=== INFORMATION SHOWN ===
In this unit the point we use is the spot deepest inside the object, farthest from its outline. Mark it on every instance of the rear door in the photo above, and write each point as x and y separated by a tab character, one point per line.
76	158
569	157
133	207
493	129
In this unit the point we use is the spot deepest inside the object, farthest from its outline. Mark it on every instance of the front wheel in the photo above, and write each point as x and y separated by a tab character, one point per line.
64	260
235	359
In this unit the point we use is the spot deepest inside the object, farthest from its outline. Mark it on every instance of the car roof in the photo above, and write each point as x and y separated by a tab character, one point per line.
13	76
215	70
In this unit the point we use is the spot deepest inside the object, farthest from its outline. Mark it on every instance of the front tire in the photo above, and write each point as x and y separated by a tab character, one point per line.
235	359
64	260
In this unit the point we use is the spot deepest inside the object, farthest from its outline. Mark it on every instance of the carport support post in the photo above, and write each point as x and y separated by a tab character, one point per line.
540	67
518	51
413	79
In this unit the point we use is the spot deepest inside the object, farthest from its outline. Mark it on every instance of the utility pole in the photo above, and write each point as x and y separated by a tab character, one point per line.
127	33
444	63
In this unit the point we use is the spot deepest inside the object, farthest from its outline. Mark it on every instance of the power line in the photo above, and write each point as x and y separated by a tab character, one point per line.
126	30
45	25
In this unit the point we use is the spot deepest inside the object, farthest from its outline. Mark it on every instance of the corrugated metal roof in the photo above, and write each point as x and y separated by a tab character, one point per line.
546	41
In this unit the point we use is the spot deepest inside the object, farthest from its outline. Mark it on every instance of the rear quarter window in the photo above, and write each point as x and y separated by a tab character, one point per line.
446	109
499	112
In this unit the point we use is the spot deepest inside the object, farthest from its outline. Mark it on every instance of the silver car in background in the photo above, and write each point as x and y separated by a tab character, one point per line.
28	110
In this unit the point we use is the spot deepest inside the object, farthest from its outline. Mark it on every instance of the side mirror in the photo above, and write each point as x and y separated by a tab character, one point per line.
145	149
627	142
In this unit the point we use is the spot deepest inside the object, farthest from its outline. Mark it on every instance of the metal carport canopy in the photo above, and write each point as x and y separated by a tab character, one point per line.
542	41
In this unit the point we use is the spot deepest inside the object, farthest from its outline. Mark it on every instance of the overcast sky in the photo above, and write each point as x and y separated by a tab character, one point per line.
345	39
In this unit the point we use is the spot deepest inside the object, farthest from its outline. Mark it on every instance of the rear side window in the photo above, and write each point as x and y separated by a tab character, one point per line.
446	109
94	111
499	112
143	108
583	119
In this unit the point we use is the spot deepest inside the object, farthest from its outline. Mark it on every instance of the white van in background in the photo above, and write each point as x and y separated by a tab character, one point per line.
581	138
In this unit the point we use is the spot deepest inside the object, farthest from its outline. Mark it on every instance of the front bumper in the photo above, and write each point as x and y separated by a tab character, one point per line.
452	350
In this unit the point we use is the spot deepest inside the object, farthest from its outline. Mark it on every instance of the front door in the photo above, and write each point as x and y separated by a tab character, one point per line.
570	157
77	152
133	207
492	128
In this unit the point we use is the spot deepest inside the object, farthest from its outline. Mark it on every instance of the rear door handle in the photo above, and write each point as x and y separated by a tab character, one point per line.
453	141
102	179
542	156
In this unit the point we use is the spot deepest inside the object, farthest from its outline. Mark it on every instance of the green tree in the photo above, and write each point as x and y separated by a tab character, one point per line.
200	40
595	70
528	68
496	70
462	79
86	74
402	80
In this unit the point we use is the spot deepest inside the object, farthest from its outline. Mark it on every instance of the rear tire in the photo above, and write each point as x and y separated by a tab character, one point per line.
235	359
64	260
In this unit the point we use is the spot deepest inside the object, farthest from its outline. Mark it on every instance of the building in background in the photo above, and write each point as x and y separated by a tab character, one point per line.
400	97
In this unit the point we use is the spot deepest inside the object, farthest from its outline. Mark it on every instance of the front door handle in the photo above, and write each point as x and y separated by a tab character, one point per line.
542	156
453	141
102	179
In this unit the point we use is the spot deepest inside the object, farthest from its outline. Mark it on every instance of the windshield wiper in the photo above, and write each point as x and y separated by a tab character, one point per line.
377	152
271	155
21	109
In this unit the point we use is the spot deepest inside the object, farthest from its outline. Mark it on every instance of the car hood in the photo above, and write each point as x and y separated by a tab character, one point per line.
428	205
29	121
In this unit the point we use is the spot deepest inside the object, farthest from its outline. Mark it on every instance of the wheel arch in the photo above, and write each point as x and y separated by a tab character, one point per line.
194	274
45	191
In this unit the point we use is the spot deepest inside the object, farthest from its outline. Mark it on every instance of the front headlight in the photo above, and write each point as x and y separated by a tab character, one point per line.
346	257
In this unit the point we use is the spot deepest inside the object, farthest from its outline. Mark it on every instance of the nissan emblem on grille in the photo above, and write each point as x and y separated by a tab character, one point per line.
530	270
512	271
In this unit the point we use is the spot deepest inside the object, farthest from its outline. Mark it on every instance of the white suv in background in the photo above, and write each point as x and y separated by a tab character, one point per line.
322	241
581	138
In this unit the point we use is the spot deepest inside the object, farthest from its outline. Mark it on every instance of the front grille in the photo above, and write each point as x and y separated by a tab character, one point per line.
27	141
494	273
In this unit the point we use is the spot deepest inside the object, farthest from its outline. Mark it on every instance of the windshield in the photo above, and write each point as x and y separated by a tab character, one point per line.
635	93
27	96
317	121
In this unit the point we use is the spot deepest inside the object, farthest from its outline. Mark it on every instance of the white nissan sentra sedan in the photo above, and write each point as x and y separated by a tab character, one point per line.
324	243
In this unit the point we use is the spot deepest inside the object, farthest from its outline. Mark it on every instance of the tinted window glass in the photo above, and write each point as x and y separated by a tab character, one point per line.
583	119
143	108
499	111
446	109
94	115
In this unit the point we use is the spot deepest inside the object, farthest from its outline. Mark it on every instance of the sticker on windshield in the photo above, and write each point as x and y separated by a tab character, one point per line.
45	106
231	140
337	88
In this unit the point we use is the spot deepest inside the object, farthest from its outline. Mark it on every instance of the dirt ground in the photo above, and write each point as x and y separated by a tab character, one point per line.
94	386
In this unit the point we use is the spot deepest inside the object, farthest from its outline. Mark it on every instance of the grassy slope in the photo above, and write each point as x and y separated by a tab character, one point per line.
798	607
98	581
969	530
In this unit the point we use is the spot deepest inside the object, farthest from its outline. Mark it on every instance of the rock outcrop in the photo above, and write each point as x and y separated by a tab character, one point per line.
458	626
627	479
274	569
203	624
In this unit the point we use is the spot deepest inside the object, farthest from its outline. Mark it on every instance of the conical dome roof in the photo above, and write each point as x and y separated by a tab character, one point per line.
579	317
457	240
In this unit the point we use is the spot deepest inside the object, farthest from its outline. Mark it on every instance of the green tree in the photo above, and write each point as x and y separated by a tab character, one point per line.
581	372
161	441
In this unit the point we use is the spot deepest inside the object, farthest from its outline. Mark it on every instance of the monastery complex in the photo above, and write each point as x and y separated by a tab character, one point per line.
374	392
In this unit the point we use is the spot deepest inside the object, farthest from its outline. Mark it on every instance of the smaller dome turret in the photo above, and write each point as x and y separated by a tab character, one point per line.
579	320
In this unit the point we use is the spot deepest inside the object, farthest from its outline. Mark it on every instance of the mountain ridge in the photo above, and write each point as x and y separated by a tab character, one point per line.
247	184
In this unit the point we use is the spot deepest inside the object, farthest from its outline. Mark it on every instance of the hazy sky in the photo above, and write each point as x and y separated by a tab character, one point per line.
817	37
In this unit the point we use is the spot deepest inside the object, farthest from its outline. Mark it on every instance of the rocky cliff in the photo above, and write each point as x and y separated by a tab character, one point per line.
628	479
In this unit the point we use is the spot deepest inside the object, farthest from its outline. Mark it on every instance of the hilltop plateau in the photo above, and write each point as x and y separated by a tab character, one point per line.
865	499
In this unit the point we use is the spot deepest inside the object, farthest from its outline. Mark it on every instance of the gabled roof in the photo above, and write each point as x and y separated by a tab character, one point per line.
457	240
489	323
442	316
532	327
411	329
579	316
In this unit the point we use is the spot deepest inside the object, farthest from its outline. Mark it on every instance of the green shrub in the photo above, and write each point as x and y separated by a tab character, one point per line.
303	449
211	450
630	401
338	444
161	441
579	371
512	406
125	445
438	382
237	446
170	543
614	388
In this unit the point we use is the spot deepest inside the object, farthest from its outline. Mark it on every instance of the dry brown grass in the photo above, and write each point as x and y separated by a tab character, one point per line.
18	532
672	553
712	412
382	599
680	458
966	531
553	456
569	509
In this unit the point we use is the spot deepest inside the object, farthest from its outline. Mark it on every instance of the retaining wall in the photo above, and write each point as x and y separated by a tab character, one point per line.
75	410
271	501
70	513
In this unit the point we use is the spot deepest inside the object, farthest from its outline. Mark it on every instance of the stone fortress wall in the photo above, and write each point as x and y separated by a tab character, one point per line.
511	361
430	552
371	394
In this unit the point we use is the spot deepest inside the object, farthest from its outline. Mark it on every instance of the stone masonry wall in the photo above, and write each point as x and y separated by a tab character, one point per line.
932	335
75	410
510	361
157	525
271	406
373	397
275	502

=== WHAT THE TASK ASKS ===
Starting with the line that contains "of the retaining", output every line through the end of the listing above, unchanged.

=== ANSWER BELOW ===
In this unit the point we use is the spot deepest inside the object, farthest from its outline. Mark it on every instance of the retaining wall in the photo above, and write each point as x and y separated by a tab character, one point per line.
75	410
271	501
70	513
In this unit the point we use is the spot deepest inside the object, farthest from its outline. Mark it on every instance of the stone fortress wall in the photo above, and write each point as x and y separated by a tab character, one point per line.
511	361
430	552
371	394
In this unit the point we use is the spot deepest inside the object, farthest from its outline. Mark it on every instance of the stone masonry wall in the photo above, and write each point as x and y separated by a tab character, one point per line.
932	335
75	410
510	361
157	525
271	406
373	397
275	502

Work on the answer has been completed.